-- Start Records supplied --
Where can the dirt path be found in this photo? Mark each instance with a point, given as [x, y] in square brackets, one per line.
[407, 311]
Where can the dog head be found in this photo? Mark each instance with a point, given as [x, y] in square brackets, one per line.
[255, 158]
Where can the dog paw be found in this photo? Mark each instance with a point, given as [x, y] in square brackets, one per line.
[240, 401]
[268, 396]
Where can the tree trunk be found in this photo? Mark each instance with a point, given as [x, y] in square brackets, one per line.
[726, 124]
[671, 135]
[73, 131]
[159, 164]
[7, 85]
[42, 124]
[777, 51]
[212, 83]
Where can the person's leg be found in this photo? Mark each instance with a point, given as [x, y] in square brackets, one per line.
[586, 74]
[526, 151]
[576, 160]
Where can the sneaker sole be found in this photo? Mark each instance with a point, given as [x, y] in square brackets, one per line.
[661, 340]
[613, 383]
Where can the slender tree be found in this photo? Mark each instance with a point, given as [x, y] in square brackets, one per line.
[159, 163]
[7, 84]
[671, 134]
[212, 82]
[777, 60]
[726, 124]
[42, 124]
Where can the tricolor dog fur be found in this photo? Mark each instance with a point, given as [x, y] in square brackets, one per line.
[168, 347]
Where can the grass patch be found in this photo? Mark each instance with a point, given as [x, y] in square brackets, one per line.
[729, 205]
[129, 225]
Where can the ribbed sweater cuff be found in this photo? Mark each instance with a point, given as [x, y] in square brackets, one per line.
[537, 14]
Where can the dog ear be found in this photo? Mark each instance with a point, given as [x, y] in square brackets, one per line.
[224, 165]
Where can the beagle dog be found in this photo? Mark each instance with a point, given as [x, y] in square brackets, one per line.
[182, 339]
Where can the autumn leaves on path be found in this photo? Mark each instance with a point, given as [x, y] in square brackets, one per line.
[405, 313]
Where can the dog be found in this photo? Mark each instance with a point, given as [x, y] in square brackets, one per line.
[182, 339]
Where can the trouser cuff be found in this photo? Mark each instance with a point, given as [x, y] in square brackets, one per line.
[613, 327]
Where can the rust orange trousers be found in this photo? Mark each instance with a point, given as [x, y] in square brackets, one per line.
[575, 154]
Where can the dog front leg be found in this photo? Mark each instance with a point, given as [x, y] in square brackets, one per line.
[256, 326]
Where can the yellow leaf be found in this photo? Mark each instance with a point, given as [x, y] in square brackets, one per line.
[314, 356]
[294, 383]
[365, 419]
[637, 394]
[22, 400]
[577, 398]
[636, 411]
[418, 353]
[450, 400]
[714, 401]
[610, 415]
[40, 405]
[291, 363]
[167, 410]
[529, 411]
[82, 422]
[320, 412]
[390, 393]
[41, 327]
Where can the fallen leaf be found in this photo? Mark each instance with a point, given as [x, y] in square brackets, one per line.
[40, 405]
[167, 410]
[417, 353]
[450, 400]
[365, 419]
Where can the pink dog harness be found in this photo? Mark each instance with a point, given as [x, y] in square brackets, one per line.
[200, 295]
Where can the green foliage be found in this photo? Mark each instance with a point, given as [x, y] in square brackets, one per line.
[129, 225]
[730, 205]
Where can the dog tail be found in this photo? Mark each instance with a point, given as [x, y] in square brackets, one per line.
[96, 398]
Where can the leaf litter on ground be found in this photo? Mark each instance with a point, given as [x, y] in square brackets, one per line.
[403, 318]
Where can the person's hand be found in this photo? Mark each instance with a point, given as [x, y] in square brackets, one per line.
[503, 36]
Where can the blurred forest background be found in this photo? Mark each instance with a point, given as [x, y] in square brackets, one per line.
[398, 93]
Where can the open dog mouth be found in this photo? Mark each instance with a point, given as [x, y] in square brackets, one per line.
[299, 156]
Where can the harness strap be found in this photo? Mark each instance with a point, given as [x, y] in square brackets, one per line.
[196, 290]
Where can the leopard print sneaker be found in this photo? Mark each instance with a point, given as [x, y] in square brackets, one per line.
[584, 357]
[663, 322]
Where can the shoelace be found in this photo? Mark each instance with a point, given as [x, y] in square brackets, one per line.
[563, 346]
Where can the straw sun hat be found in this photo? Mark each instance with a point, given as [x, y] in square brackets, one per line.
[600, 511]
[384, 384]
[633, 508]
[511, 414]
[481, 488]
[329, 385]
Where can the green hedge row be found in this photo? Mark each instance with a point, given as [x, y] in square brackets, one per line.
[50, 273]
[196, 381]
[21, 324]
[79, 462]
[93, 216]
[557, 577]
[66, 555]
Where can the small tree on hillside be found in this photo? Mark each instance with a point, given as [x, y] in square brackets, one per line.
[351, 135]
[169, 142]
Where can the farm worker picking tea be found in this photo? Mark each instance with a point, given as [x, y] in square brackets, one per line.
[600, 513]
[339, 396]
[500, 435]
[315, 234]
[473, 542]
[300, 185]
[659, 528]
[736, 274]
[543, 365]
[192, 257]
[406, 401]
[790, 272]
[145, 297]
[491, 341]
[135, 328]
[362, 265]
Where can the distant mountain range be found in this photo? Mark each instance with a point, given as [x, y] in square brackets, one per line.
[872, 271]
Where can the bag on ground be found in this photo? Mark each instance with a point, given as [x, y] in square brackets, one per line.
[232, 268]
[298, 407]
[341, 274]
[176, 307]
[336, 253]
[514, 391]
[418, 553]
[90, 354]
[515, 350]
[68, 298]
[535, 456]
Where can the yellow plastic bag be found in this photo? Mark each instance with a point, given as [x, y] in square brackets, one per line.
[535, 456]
-- End Records supplied --
### What needs to be done:
Repeat all the records. Match each line exactly.

### Exercise response:
Where can the dirt path be found in this photo? Mark each instance with a point, given as [x, y] in square brackets, one per line.
[407, 311]
Where can the dog head be found in this photo? Mark each instance with a point, given as [x, y] in square brackets, one per line.
[255, 158]
Where can the dog paw be found in this photo? Mark each instance with a point, given as [x, y] in square brackets, one per line.
[240, 401]
[268, 396]
Where can the tree trunk be found in this photo? Mark each instance with a point, given as [x, y] in square brackets, one per line.
[726, 124]
[671, 135]
[73, 131]
[159, 164]
[7, 85]
[42, 124]
[777, 51]
[212, 83]
Where can the person's leg be found in this photo? Mark each instance with a point, given as [x, y] in square brackets, one per line.
[586, 74]
[526, 151]
[576, 160]
Where can the sneaker sole be found in this photo? Mark each instance with a point, given as [x, y] in square brackets, one per line.
[661, 340]
[613, 383]
Where can the slender tree be found in this photo? Mark each instance with a point, given as [x, y] in square brackets, one per line.
[159, 163]
[7, 84]
[671, 134]
[212, 82]
[777, 60]
[726, 124]
[42, 124]
Where can the tricolor dog fur be found in this photo? Mark each instance with a point, given as [x, y] in square brackets, one per line.
[168, 347]
Where can the grass patch be found in this photo? Mark each instance with a point, given as [x, y] in square brackets, one per line.
[729, 205]
[129, 225]
Where can the ribbed sweater cuff be found in this photo? Mark each instance with a point, given as [x, y] in square brackets, one per line.
[537, 14]
Where can the dog ear be found in this photo? Mark each instance with a point, given as [x, y] in square brackets, one per line.
[224, 165]
Where can the beagle dog be found in this photo? Mark each instance with a point, given as [x, y] in square brackets, one per line.
[182, 339]
Where can the autumn leaves on path be found in this photo? Mark each instance with a point, given as [x, y] in square brackets, one per line.
[405, 313]
Where can the dog be found in this photo? Mark each instance with a point, given as [x, y] in square brackets, one per line.
[182, 339]
Where can the trouser cuff be found in this photo? Mark each instance with a point, given as [x, y] in square brackets, one per line.
[613, 327]
Where can the rust orange trousers be found in this photo? Mark each instance with a point, given as [x, y] in square brackets, one per line.
[575, 154]
Where can the dog front leg be found in this photo? Mark each instance with a point, given as [x, y] in square brackets, one per line.
[256, 326]
Where can the yellow leaf be found in this photo? Mark each instance with a point, given as [x, y] in square brackets, one per line.
[314, 356]
[294, 383]
[365, 419]
[637, 394]
[22, 400]
[577, 398]
[636, 411]
[418, 353]
[450, 400]
[714, 401]
[610, 415]
[40, 405]
[291, 363]
[167, 410]
[529, 411]
[82, 422]
[320, 412]
[390, 393]
[41, 327]
Where can the fallen leaf be found in this photo? Mark each instance with a point, given as [x, y] in square brackets, one per line.
[40, 405]
[167, 410]
[417, 353]
[450, 400]
[365, 419]
Where can the pink dog harness be found in this photo? Mark each instance with a point, given as [x, y] in square brackets, one per line.
[200, 295]
Where can the green foliage be found in this photo? Mark each instance with a point, given as [x, y] in square brackets, one per line.
[129, 225]
[730, 205]
Where can the dog tail be found in this photo? Mark each instance with a point, given as [x, y] in square brackets, one per line.
[96, 398]
Where can the leaf litter on ground be found in this photo? Mark each instance with a point, given as [x, y] in square brackets, one per line.
[403, 318]
Where can the person's hand be found in this photo? Mark each instance with a point, given as [x, y] in square brackets, one per line.
[503, 36]
Where can the blurred forest background be found in this photo? Mark each instance with a point, given as [x, y] in square brackets, one per line.
[398, 93]
Where can the open dog mouth be found in this photo? Mark each instance with a point, given as [x, y] in square brackets, one per line.
[299, 156]
Where can the harness strap be found in this photo? Mark each instance with a point, given as [x, y] in square brackets, one per line.
[196, 290]
Where can the leopard print sneaker be found in this photo? Mark each instance with a point, given as [x, y] in square brackets, one per line.
[584, 357]
[663, 322]
Where can the shoelace be found in this photo? Mark each instance with a point, given as [x, y] in square brackets, one per line.
[563, 346]
Where can the straw sun hat be found in this photo? Mark each instance with a point, given as [x, y] in square brackets, one per line.
[600, 511]
[384, 384]
[633, 508]
[511, 414]
[481, 488]
[329, 385]
Where can the green hedge row be found in this photo? Mark each instance with a point, given as [x, y] in square brackets, one per line.
[50, 273]
[196, 381]
[21, 324]
[79, 462]
[93, 216]
[557, 577]
[66, 555]
Where can the small tree on hillside be found in this photo? Mark each instance with a point, given as [x, y] in square brackets, one per line.
[351, 135]
[169, 142]
Where can the farm worker picking tea be found in this photo? Mark each instance with a point, given as [x, y] in square brackets, one per line.
[600, 513]
[339, 396]
[500, 435]
[315, 234]
[473, 542]
[300, 185]
[659, 528]
[736, 274]
[543, 365]
[192, 257]
[406, 401]
[790, 272]
[145, 297]
[491, 341]
[135, 328]
[362, 265]
Where can the distant mountain range be found in this photo? Mark each instance with a point, given as [x, y] in square brackets, one per line.
[872, 271]
Where can the bag on ground be found in this photo? Mark each instance with a point, given as [x, y] in square brackets, one per line.
[232, 268]
[298, 407]
[341, 274]
[176, 307]
[336, 253]
[514, 391]
[418, 553]
[90, 354]
[515, 350]
[68, 298]
[535, 456]
Where can the yellow plastic bag be found in this photo? Mark each instance with a point, given as [x, y] in square brackets, one per line.
[535, 456]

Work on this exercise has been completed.